**Problem description:**
When you retype the data, keep every line exactly as it appears.

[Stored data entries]

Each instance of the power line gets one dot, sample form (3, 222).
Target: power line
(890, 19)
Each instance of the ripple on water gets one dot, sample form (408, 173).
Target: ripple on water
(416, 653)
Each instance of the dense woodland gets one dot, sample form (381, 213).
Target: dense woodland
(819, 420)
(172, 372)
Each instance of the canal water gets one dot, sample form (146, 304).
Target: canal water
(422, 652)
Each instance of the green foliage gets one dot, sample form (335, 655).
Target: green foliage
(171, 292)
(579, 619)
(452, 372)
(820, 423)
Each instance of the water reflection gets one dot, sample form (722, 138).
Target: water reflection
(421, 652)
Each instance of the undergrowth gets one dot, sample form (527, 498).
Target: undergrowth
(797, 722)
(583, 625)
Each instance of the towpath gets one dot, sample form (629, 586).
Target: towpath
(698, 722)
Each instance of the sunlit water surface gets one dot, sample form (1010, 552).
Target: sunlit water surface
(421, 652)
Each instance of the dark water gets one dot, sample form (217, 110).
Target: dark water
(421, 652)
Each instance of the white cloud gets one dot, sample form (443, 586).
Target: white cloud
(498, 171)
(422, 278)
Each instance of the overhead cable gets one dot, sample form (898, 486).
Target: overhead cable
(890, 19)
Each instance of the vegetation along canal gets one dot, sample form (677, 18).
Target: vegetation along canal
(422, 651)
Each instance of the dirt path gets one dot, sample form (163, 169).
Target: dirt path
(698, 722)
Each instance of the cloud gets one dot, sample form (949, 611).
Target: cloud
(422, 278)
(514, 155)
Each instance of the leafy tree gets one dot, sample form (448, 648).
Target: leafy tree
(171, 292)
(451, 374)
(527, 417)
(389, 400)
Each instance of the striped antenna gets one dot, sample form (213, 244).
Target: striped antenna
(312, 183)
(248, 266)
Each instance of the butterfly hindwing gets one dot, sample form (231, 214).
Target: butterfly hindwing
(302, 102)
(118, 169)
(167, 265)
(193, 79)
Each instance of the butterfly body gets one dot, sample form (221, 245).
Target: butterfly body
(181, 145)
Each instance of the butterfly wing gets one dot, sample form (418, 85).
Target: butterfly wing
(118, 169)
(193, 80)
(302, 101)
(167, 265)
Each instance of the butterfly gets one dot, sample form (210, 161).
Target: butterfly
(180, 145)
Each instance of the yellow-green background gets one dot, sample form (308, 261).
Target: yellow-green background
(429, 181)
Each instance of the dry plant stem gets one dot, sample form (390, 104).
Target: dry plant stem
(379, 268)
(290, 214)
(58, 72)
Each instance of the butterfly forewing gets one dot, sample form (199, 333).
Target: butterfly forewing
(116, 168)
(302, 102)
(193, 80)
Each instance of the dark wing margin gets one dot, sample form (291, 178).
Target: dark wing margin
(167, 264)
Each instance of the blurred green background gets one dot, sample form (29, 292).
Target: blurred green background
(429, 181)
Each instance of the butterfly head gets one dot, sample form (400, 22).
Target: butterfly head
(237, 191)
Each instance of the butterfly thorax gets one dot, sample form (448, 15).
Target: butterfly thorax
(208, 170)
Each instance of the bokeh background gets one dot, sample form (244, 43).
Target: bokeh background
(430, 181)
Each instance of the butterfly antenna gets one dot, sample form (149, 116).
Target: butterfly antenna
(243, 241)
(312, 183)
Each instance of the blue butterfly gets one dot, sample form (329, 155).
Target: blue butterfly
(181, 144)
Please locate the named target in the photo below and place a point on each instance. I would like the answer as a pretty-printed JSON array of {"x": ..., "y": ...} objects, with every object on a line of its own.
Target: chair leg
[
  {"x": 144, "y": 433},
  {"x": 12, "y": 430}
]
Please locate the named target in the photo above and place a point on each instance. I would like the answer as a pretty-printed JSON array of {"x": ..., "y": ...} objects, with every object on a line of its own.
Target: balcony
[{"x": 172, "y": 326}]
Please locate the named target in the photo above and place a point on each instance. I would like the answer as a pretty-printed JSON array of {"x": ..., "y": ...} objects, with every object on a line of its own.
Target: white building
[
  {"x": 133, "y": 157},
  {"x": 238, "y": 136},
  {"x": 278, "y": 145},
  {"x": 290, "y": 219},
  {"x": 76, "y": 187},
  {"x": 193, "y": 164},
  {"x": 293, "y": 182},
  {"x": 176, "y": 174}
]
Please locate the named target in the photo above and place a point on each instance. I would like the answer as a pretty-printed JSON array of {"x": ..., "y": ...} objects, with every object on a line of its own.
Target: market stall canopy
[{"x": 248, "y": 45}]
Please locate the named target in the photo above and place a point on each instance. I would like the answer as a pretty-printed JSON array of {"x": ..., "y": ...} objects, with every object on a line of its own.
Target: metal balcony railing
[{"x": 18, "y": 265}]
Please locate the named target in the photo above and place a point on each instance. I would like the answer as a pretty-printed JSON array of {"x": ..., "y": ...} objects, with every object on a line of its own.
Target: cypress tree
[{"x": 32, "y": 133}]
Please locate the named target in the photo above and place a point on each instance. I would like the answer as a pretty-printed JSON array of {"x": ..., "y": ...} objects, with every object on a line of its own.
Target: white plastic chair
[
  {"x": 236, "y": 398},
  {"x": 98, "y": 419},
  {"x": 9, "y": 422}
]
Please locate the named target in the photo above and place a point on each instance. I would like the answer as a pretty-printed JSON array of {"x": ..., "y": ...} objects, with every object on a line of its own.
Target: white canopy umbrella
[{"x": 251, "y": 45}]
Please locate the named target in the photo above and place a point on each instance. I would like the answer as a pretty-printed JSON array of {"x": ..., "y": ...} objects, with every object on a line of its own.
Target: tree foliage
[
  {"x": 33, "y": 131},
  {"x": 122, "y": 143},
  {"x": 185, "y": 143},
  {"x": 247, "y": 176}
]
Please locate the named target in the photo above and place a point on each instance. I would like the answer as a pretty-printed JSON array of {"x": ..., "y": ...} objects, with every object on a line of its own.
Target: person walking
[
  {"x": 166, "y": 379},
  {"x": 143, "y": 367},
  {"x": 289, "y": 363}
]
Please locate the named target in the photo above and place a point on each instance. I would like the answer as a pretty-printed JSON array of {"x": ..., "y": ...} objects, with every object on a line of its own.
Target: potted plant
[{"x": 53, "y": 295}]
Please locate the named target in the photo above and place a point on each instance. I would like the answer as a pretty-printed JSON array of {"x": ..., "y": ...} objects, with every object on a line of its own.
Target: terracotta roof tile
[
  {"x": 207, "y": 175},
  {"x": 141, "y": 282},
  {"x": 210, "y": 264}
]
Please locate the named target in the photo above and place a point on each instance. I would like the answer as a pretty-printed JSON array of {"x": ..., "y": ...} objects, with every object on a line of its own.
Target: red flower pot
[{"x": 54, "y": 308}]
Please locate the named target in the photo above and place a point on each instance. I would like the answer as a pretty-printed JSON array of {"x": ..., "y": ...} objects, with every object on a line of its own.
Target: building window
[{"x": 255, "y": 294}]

**Answer to the exercise:**
Each instance of the power line gets one dot, sample form (3, 222).
Target: power line
(890, 19)
Each instance of the ripple on water gets one dot, sample form (408, 173).
Target: ripple on water
(416, 653)
Each instance of the dense woodland gets one dot, sample form (381, 213).
Target: dense woodland
(819, 420)
(172, 372)
Each instance of the canal water gets one dot, sample form (146, 304).
Target: canal water
(422, 652)
Each instance of the green foliage gets one dot, sample form (335, 655).
Target: green foliage
(171, 292)
(579, 619)
(452, 372)
(820, 423)
Each instance of the water reflection gets one dot, sample form (722, 138).
Target: water reflection
(421, 652)
Each instance of the undergrowth gets one dot, sample form (527, 498).
Target: undergrowth
(797, 722)
(583, 625)
Each instance of the towpath gets one dot, sample form (629, 586).
Target: towpath
(698, 722)
Each instance of the sunlit water surface gets one dot, sample form (1010, 552).
Target: sunlit water surface
(421, 652)
Each instance of the dark water gets one dot, sample form (217, 110).
Target: dark water
(421, 652)
Each instance of the white cloud gets one dot, sample form (443, 586).
Target: white cloud
(498, 171)
(422, 278)
Each instance of the overhead cable gets one dot, sample form (898, 486).
Target: overhead cable
(890, 19)
Each instance of the vegetation along canal gets one dot, sample form (677, 18).
Target: vegetation along canal
(422, 651)
Each instance of the dirt path gets one dot, sample form (163, 169).
Target: dirt path
(698, 722)
Each instance of the cloud gets one dot, sample form (949, 611).
Target: cloud
(422, 278)
(514, 155)
Each instance of the leafy tree gets one dot, sample form (448, 648).
Target: leafy tree
(171, 292)
(451, 374)
(527, 417)
(389, 400)
Each instance of the striped antenna gets one dot, sample form (213, 244).
Target: striped antenna
(312, 183)
(248, 266)
Each instance of the butterfly hindwing gets one dot, sample form (231, 214).
Target: butterfly hindwing
(302, 102)
(118, 169)
(167, 265)
(193, 79)
Each instance of the butterfly body gets one dot, sample form (221, 245).
Target: butterfly body
(181, 145)
Each instance of the butterfly wing gets one dot, sample form (418, 85).
Target: butterfly wing
(118, 169)
(193, 80)
(302, 101)
(167, 265)
Each instance of the butterfly gets one dot, sample form (210, 161).
Target: butterfly
(180, 145)
Each instance of the yellow-green background gets one dot, sample form (308, 261).
Target: yellow-green background
(429, 181)
Each instance of the dry plant stem gets one dot, sample form (390, 104).
Target: dry plant stem
(379, 268)
(290, 214)
(58, 72)
Each instance of the butterfly forewing gets one dot, sample form (199, 333).
Target: butterfly forewing
(116, 168)
(302, 102)
(193, 80)
Each instance of the dark wing margin gets one dot, sample form (291, 178).
Target: dark wing margin
(167, 264)
Each instance of the blurred green background gets one dot, sample form (29, 292).
Target: blurred green background
(429, 181)
Each instance of the butterfly head gets one dot, sample form (400, 22).
Target: butterfly head
(237, 191)
Each instance of the butterfly thorax gets one dot, sample form (448, 15).
Target: butterfly thorax
(208, 170)
Each instance of the bokeh background gets one dot, sample form (244, 43).
Target: bokeh background
(430, 181)
Each instance of the butterfly antenna gets one dot, sample form (149, 116).
Target: butterfly antenna
(243, 241)
(312, 183)
Each instance of the blue butterfly gets one dot, sample form (329, 155).
Target: blue butterfly
(181, 144)
Please locate the named target in the photo below and place a point on each instance. I would like the answer as a pretty-printed JSON array of {"x": ..., "y": ...} objects, with every object on a line of its own.
Target: chair leg
[
  {"x": 144, "y": 433},
  {"x": 12, "y": 430}
]
Please locate the named target in the photo above and place a point on each instance. I would like the answer as a pretty-printed JSON array of {"x": ..., "y": ...} objects, with every object on a line of its own.
Target: balcony
[{"x": 172, "y": 326}]
Please locate the named target in the photo above and place a point on each instance. I would like the answer as a pretty-printed JSON array of {"x": ..., "y": ...} objects, with every object on a line of its own.
Target: white building
[
  {"x": 133, "y": 157},
  {"x": 238, "y": 136},
  {"x": 278, "y": 145},
  {"x": 290, "y": 219},
  {"x": 76, "y": 187},
  {"x": 193, "y": 164},
  {"x": 293, "y": 182},
  {"x": 176, "y": 174}
]
Please locate the named target in the photo above and place a point on each instance. I would like the answer as a pretty-printed JSON array of {"x": ..., "y": ...} objects, with every object on a line of its own.
Target: market stall canopy
[{"x": 248, "y": 45}]
Please locate the named target in the photo above and place a point on each instance. I would like the answer as a pretty-printed JSON array of {"x": ..., "y": ...} objects, with every object on a line of its own.
Target: metal balcony railing
[{"x": 18, "y": 265}]
Please locate the named target in the photo above and place a point on each instance. I would like the answer as a pretty-printed JSON array of {"x": ..., "y": ...} objects, with every object on a line of its own.
Target: cypress tree
[{"x": 32, "y": 133}]
Please locate the named target in the photo above and place a point on each instance. I would like the answer as a pretty-printed JSON array of {"x": ..., "y": ...} objects, with every object on a line of its own.
Target: white plastic chair
[
  {"x": 236, "y": 398},
  {"x": 98, "y": 419},
  {"x": 9, "y": 422}
]
Please locate the named target in the photo above and place a point on each instance. I would like the answer as a pretty-printed JSON array of {"x": ..., "y": ...} objects, with every object on a line of its own.
Target: white canopy umbrella
[{"x": 251, "y": 45}]
Please locate the named target in the photo above and place a point on each instance. I would like the answer as a pretty-printed JSON array of {"x": ..., "y": ...} objects, with every object on a line of its own.
Target: tree foliage
[
  {"x": 33, "y": 131},
  {"x": 122, "y": 143},
  {"x": 185, "y": 143},
  {"x": 247, "y": 176}
]
Please locate the named target in the photo above and place a point on each instance. I would like the answer as a pretty-printed JSON array of {"x": ..., "y": ...} objects, with every object on a line of its own.
Target: person walking
[
  {"x": 166, "y": 379},
  {"x": 143, "y": 367},
  {"x": 289, "y": 363}
]
Please locate the named target in the photo above and place a point on each instance. I would like the answer as a pretty-printed JSON array of {"x": ..., "y": ...} objects, with every object on a line of its own.
Target: potted plant
[{"x": 53, "y": 295}]
Please locate the named target in the photo above and place a point on each instance. I would like the answer as a pretty-printed JSON array of {"x": ..., "y": ...} objects, with every object on a line of its own.
Target: terracotta roof tile
[
  {"x": 207, "y": 175},
  {"x": 141, "y": 282},
  {"x": 210, "y": 264}
]
Please locate the named target in the photo above and place a point on each instance. I would like the answer as a pretty-printed JSON array of {"x": ..., "y": ...} objects, with every object on a line of its own.
Target: red flower pot
[{"x": 54, "y": 308}]
Please locate the named target in the photo above and place a point on each instance. I would like the answer as a pretty-printed JSON array of {"x": ..., "y": ...} objects, with every object on a line of its own.
Target: building window
[{"x": 255, "y": 294}]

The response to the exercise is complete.